# [Exercise tasks]
[1] In the chicken-raising text, what had the flock been fed before the last 10 chickens were butchered?
[2] Please carry on the chicken-raising text from the point where it stops.

Text passage below:

Fast forward to April 2015 and we had 12 little baby chicks of our own. Kind of like when you have your first kid, you just do what others tell you is best because they know what they’re talking about, right? While that’s true for some aspects of chicken care (and childcare, for that matter), it’s not true for all of them. What works for one person may not be ideal for the next. And so was the case for us. We quickly determined our own routine, preferred methods for doing things, and we thought we had it all figured out.
We are now on our 3rd batch of baby chicks, having had a total of over 45 chickens over the course of 3.5 years. In the fall of 2018, we culled the flock (a nice way of saying we butchered the entire flock) and started fresh. We had a variety of reasons for doing this, it certainly wasn’t a thoughtless action. While we do love our chickens and are grateful for the eggs they provide, we always know from day one that they will eventually become meat birds as well. And because we know that we are going to eat their eggs and their meat, we want to make sure they are as healthy as possible.
Proper Diet for Chickens
When we butchered the last 10 chickens, we found a lot of unhealthy fat around their organs and throughout their body. This really concerned me and I wanted to know what we could change about their diets and lifestyle to prevent that in our future flocks. We had been feeding them “layer pellets” from the local feed store. I assumed that was best because it was the optimal blend of nutrients for laying hens. It took me a while to realize that I didn’t really know what was in those compressed little pellets of “food”.

End of Text passage.
Information below:

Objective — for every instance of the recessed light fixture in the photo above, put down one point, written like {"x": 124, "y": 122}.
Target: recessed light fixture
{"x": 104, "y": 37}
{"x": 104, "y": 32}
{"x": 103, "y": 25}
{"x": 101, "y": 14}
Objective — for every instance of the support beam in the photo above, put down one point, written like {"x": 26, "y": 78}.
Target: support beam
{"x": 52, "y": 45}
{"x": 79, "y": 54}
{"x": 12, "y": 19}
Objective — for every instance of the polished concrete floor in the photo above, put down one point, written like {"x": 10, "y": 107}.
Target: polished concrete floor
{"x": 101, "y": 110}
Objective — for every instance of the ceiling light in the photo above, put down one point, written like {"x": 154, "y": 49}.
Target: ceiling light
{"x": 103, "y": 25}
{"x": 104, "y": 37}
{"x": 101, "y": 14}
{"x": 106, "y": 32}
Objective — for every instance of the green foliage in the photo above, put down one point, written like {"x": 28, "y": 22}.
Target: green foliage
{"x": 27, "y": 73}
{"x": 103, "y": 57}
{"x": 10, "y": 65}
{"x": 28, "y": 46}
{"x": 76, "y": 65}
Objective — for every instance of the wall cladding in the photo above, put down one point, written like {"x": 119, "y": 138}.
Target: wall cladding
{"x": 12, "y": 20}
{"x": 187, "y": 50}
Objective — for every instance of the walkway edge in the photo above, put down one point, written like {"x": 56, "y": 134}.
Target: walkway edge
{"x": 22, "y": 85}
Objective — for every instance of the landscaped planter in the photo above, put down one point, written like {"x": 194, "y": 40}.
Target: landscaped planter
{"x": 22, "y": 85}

End of Information.
Information below:

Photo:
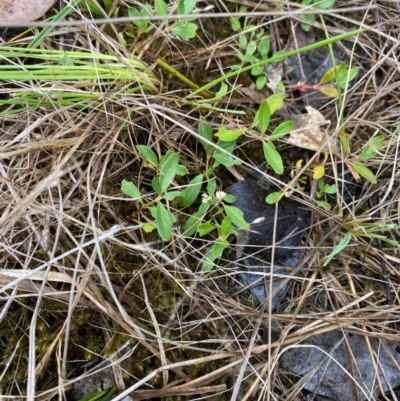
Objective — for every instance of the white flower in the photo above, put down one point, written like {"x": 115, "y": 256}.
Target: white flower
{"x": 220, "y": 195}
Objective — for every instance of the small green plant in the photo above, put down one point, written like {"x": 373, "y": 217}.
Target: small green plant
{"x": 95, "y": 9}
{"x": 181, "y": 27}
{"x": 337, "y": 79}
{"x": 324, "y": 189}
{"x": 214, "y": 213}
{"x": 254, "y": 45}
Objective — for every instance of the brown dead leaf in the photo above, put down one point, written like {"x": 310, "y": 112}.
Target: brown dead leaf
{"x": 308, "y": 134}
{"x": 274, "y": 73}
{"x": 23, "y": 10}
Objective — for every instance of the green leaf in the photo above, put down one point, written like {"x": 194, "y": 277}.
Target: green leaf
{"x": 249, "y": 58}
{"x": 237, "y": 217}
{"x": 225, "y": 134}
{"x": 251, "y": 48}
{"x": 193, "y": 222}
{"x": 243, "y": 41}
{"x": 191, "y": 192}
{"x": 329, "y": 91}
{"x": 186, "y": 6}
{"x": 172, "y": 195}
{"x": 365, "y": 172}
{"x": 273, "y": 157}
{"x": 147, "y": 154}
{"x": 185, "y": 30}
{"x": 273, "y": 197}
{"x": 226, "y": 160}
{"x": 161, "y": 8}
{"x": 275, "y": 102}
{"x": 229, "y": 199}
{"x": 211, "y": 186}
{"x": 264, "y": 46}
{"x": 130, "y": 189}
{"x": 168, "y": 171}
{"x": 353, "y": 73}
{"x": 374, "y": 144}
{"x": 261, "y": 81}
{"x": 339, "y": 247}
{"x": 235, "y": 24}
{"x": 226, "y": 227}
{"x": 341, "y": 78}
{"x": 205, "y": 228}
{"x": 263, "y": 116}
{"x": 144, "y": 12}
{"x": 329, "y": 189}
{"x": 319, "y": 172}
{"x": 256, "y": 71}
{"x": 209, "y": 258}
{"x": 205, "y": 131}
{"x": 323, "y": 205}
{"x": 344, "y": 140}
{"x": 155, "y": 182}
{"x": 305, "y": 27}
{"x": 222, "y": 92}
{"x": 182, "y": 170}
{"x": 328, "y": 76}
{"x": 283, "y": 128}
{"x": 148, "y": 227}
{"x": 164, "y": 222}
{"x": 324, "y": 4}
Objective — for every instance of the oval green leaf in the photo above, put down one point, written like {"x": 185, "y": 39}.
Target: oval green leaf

End of Information.
Information below:

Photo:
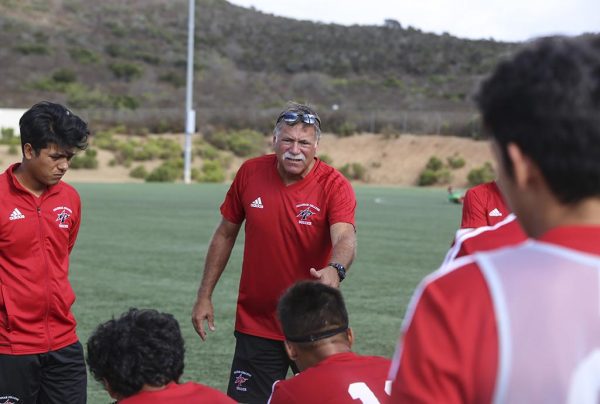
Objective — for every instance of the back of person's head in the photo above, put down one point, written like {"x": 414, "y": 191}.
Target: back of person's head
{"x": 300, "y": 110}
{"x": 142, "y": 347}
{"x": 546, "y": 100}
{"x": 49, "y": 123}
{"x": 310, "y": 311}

End of Information.

# [Responses to the tasks]
[1] They had been fed layer pellets from the local feed store.

[2]
That’s why I did a lot more research this time around so I could find the best food and supplements for them from the start. I knew I wanted them eating real food, but I thought that meant I had to purchase all the individual components and blend it myself, and I wasn’t sure I’d get the ratios right. I also wanted it to be organic, clean, and non-medicated, especially for the little chicks. It is nearly impossible to find unnon-medicated chick feed, but not entirely impossible. I was so happy to come across Scratch & Peck Feeds. Not only do they have real, organic, whole chicken feed, but they also carry non-medicated chick starter. Jackpot!
Also worth mentioning, if you can free-range your chickens on grass and bugs, DO IT! Not only is that way more natural and beneficial to them (and you, via the eggs you eat), but it will save you money on feed and supplements since part of their diet will be grass and insects. Unfortunately, we have too many predators year-round, day and night, to allow our chickens out too often, so we let them graze and till the garden for us in the Fall and again in the Spring.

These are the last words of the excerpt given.